##### TRECHO SELECIONADO
Mesmo essa nova Lei (o COPA) também foi contestada em termos de
violação à liberdade de expressão do pensamento, ao argumento de que não foi
estreitamente desenhada de modo a atender o interesse público de proteção às
crianças e que existem outros meios menos restritivos de se alcançar esse
objetivo. De acordo com a doutrina constitucional norte-americana, qualquer
restrição ao discurso (entenda-se: à liberdade expressão) baseada em limitação
do conteúdo deve atender a um "relevante interesse público"(12) e o
Governo tem o ônus de provar que não existem outras alternativas igualmente
eficazes (13). A razão lógica é assegurar que o discurso não seja restringido
mais do que o necessário para a realização do interesse público representado em
lei editada pelo Congresso. Uma corte distrital (14) concedeu uma decisão
preliminar, suspendendo a execução do COPA, por entender que não era
estreitamente desenhada para cumprir o interesse público pretendido e que
existem meios alternativos tão eficazes e menos restritivos de prevenir as
crianças de usar a Internet para ter acesso a material pornográfico,
particularmente o uso de programas e tecnologias de bloqueio e filtragem (os
conhecidos softwares de filtros para Internet). Essa decisão foi mantida
por um tribunal de federal apelações (15) e o Governo dela recorreu para a
Suprema Corte.
No julgamento do dia 29 de junho, a Suprema Corte considerou (por maioria
de votos, 5x4) que não dispunha de meios suficientes para avaliar a eficácia da
tecnologia de filtros para programas de navegação na Internet e determinou que
o processo na corte inferior seguisse para instrução. Falando em nome da
maioria dos integrantes da Corte, o Juiz Anthony M. Kennedy expressou sua
opinião de que nos autos não havia elementos suficientes que refletissem o
estado atual do desenvolvimento da tecnologia de filtros (16). Já haviam se
passados cinco anos desde que a corte distrital colhera os primeiros pareceres
e depoimentos de especialistas sobre a matéria (quando examinou o pedido
liminar), daí porque os juízes da Suprema Corte decidiram ser mais conveniente
manter a decisão preliminar e devolver o caso à instância inferior, onde as
partes terão oportunidade de atualizar e suplementar os seus elementos de
prova, de forma a revelar o grau de desenvolvimento atual da tecnologia de
filtros para a Internet (17).
##########
##### DADOS A PROCESSAR
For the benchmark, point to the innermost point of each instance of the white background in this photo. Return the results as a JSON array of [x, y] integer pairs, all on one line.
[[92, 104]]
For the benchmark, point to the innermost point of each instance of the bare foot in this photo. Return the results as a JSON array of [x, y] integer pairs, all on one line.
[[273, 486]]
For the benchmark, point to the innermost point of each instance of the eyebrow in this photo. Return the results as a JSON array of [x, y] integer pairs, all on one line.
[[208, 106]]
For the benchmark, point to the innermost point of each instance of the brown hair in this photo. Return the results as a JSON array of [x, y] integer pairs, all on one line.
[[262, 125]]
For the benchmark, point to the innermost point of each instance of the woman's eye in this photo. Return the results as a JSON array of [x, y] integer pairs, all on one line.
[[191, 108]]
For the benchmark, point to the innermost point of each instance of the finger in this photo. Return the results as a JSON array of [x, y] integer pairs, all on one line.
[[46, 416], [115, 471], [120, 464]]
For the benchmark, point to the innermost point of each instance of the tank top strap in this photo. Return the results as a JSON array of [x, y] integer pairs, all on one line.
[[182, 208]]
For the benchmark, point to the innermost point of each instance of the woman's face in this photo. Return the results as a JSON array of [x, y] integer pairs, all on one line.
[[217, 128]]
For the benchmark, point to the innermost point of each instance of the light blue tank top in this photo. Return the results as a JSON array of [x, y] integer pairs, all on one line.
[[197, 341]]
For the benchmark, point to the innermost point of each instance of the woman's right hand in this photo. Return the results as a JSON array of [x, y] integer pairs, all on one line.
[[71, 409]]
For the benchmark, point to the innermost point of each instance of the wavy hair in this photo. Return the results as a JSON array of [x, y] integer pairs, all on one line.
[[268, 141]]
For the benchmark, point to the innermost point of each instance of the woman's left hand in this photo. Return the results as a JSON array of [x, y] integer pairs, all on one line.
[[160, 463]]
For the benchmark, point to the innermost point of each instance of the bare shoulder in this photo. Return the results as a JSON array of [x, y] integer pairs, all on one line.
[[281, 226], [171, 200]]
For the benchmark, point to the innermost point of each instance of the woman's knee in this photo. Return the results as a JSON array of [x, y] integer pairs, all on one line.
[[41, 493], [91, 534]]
##########
## [TAREFAS ESCRITAS]
1. Por favor, reescreva em forma de lista o parágrafo do trecho que começa com "No julgamento do dia 29 de junho", de modo mais breve e mantendo seus fatos principais.
2. Copie sem nenhuma alteração as linhas de dados que vão da que contém "of the brown" até a que contém "[[46, 416], [115, 471], [120, 464]]", incluindo as duas.
O trecho e as linhas de dados têm origens distintas.

## [RESPOSTAS POR TAREFA]
1.
- Em 29 de junho, a Suprema Corte decidiu, por maioria de 5 votos a 4, que não tinha meios suficientes para avaliar a eficácia da tecnologia de filtros para programas de navegação na Internet.
- Determinou que o processo seguisse para instrução na corte inferior.
- Em nome da maioria, o Juiz Anthony M. Kennedy afirmou que os autos não refletiam o estado atual da tecnologia de filtros.
- Já tinham se passado cinco anos desde que a corte distrital colhera os primeiros pareceres e depoimentos de especialistas. Por isso, a Corte manteve a decisão preliminar e devolveu o caso à instância inferior.
- Na instância inferior, as partes poderão atualizar e suplementar suas provas para mostrar o grau atual de desenvolvimento dessa tecnologia.

2.
For the benchmark, point to the innermost point of each instance of the brown hair in this photo. Return the results as a JSON array of [x, y] integer pairs, all on one line.
[[262, 125]]
For the benchmark, point to the innermost point of each instance of the woman's eye in this photo. Return the results as a JSON array of [x, y] integer pairs, all on one line.
[[191, 108]]
For the benchmark, point to the innermost point of each instance of the finger in this photo. Return the results as a JSON array of [x, y] integer pairs, all on one line.
[[46, 416], [115, 471], [120, 464]]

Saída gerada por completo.